Please make an exact transcription of all the data that follows.
══ PROVIDED MATERIAL ══
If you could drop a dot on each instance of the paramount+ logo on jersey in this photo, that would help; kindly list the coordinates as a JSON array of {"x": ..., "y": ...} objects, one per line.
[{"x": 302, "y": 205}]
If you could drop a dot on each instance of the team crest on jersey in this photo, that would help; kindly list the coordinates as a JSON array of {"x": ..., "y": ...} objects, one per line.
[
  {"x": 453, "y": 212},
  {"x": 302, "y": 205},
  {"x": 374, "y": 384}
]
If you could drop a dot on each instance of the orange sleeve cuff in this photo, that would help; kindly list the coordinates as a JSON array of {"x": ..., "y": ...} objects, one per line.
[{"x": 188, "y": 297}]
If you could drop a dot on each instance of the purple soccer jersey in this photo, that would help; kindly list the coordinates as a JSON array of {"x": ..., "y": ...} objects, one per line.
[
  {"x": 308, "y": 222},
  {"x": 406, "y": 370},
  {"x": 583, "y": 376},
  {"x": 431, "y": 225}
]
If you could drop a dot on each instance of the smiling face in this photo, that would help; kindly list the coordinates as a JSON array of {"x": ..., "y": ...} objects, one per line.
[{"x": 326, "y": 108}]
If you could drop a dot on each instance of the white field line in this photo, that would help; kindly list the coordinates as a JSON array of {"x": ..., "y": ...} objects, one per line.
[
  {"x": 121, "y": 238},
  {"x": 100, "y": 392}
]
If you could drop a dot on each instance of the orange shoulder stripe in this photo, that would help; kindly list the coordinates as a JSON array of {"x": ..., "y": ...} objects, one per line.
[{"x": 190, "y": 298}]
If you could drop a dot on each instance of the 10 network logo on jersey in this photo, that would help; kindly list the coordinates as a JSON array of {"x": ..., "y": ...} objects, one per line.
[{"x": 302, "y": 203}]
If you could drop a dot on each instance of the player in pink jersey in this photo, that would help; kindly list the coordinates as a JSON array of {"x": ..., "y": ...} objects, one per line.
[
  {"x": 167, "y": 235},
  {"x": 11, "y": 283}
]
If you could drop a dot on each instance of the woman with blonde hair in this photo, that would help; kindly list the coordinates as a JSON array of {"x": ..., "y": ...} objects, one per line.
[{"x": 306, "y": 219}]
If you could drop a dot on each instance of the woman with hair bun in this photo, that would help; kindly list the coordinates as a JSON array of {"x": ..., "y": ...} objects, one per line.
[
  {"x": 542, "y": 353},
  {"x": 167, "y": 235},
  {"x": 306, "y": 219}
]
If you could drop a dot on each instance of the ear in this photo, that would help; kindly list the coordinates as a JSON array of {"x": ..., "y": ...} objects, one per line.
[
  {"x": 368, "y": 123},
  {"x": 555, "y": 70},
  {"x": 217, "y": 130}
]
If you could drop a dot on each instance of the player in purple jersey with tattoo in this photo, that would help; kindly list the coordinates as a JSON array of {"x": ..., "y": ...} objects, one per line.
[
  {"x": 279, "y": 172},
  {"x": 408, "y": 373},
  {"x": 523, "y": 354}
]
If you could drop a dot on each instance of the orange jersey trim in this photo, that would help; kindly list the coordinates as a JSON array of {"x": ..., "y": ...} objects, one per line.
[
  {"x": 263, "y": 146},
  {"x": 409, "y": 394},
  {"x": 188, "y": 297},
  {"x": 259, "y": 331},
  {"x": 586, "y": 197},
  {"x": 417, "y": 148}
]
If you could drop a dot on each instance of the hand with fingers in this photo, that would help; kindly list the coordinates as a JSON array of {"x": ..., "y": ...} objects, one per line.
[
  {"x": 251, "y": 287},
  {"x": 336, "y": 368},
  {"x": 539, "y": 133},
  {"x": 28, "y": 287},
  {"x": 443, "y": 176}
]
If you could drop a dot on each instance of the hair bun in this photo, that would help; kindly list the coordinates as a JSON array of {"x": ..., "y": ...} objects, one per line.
═══
• **RESPONSE BELOW**
If you could drop a dot on each instance of the paramount+ logo on jersey in this photo, that would help; kindly list the coordinates as a JSON array of {"x": ..., "y": ...} objects, one per line.
[{"x": 302, "y": 205}]
If you could drop a dot on each instance of the team crest on jersey in this photo, that would help; kindly list the coordinates as a JSON array of {"x": ..., "y": ...} objects, one per line.
[
  {"x": 453, "y": 212},
  {"x": 302, "y": 205},
  {"x": 374, "y": 384}
]
If you could drop a dot on each instance of the orange sleeve cuff in this photo, that would help; kindly list the coordinates as a JSON array of {"x": ..., "y": ...} objects, one per line.
[{"x": 188, "y": 297}]
If you could drop a dot on each instance of the purple soccer jersey in this photo, that would help; kindly list the coordinates as a JSON array of {"x": ..., "y": ...} objects, one per line.
[
  {"x": 308, "y": 222},
  {"x": 406, "y": 370},
  {"x": 583, "y": 376},
  {"x": 431, "y": 225}
]
If you could drop a dot on each instance of the smiling face in this photo, that would help; kindly list the coordinates as a JSON array of {"x": ..., "y": ...} objects, one per line.
[{"x": 326, "y": 108}]
If you could drop a dot on each instance of the white field line in this photo, that would help; kindly list the coordinates as a JSON array of {"x": ..., "y": ...} objects, one per line.
[
  {"x": 121, "y": 238},
  {"x": 100, "y": 392}
]
If you could drop a dot on each instance of the orange shoulder stripe in this photo, that would help; kindly list the coordinates as a JSON array of {"x": ..., "y": ...} objects, one per line.
[{"x": 190, "y": 298}]
If you could drop a dot on each instance of the 10 network logo on jersey in this photo, that would help; kindly list the coordinates as a JSON array of {"x": ..., "y": ...} objects, one per line.
[{"x": 302, "y": 203}]
If you could drop a dot on each instance of the player in pink jersey in this photo, that would help; kindly list the coordinates as a JSON array of {"x": ..., "y": ...} objects, one per line.
[
  {"x": 167, "y": 235},
  {"x": 11, "y": 283}
]
If you could drop a dot on each instance of the woman with blonde hair in this photo, that would help; kindly list the coordinates as a JSON array of {"x": ..., "y": ...} objects, one per line.
[{"x": 306, "y": 219}]
If you could drop a dot on each instance of the woman with hair bun in this photo, that would help; kindly list the coordinates as a JSON array of {"x": ..., "y": ...} objects, one per line.
[
  {"x": 542, "y": 353},
  {"x": 167, "y": 235},
  {"x": 306, "y": 219}
]
If you could drop a dot on each instance of the ear in this photo, that would help; kindly list the coordinates as a JSON array of {"x": ..., "y": ...} objects, one per line.
[
  {"x": 368, "y": 123},
  {"x": 555, "y": 70},
  {"x": 217, "y": 130}
]
If you could drop a dot on each instance of the player in purple jersey with tattoo in this photo, that would help; kindly list the coordinates as a JSON array of {"x": ..., "y": ...} objects, one per line.
[
  {"x": 279, "y": 172},
  {"x": 408, "y": 373},
  {"x": 523, "y": 354}
]
If you could drop a dot on each instance of the orange jersey trim in this photo, that would help; kindly list the coordinates as a JSON array of {"x": ..., "y": ...} objects, one per line.
[
  {"x": 263, "y": 146},
  {"x": 409, "y": 394},
  {"x": 188, "y": 297},
  {"x": 259, "y": 331},
  {"x": 586, "y": 197},
  {"x": 417, "y": 148}
]
If you could drop a dot on each instance of the hand with fingers in this photo, that would help; kindly list the coordinates as a JSON array of {"x": ..., "y": ...} objects, one per line.
[
  {"x": 251, "y": 287},
  {"x": 336, "y": 368},
  {"x": 539, "y": 133},
  {"x": 28, "y": 287},
  {"x": 443, "y": 176}
]
If you could drop a dot on each instance of the hair bun in this photo, that would help; kindly list the coordinates as a JSON array of {"x": ..., "y": ...} objects, one per line.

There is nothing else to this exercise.